* **Problem to work on**: The word "query" occurs in some lines of the listing. Copy those lines.

<<<<

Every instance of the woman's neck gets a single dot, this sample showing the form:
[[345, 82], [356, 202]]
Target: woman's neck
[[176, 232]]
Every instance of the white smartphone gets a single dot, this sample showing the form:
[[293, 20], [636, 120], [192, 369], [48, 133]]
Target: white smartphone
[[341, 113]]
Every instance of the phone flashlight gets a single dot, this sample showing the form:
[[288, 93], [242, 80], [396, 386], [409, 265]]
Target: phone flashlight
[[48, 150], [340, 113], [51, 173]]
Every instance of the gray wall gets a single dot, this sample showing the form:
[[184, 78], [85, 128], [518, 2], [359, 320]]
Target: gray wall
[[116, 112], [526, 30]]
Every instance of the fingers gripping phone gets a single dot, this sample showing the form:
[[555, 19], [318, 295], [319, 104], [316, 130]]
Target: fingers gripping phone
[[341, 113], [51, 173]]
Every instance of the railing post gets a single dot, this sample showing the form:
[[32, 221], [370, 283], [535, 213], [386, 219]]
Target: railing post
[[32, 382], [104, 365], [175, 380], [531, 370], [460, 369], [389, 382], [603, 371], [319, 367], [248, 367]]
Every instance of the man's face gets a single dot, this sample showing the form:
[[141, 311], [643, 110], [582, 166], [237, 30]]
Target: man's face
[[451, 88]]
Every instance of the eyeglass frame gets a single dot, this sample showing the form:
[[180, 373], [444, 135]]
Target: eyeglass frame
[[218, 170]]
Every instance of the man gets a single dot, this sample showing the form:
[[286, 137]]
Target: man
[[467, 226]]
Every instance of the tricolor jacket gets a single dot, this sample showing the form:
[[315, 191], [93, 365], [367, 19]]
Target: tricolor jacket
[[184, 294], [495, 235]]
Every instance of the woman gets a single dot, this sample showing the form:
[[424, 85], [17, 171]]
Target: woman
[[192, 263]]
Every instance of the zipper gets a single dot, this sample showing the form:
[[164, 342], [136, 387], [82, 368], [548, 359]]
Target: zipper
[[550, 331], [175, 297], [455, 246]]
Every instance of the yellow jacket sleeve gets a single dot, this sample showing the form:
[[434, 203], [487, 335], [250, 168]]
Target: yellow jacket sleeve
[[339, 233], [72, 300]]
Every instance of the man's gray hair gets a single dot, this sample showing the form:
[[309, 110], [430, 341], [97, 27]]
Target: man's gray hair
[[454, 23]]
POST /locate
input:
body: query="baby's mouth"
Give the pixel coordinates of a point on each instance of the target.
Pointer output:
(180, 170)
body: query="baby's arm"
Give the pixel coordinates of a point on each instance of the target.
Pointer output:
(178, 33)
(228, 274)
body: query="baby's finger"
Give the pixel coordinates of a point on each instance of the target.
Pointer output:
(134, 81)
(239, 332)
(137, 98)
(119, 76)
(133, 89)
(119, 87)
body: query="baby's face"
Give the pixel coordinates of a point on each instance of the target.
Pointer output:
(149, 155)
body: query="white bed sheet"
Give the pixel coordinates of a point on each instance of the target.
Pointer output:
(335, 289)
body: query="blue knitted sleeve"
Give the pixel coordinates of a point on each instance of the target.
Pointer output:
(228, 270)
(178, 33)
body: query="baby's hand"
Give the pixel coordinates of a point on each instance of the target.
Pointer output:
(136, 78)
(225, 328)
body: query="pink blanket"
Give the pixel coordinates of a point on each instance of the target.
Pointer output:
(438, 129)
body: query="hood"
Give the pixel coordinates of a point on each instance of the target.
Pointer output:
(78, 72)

>>>>

* **Exercise answer**:
body: query="baby's mouth"
body: query="baby's arm"
body: query="baby's finger"
body: query="baby's face"
body: query="white bed sheet"
body: query="blue knitted sleeve"
body: query="baby's hand"
body: query="pink blanket"
body: query="hood"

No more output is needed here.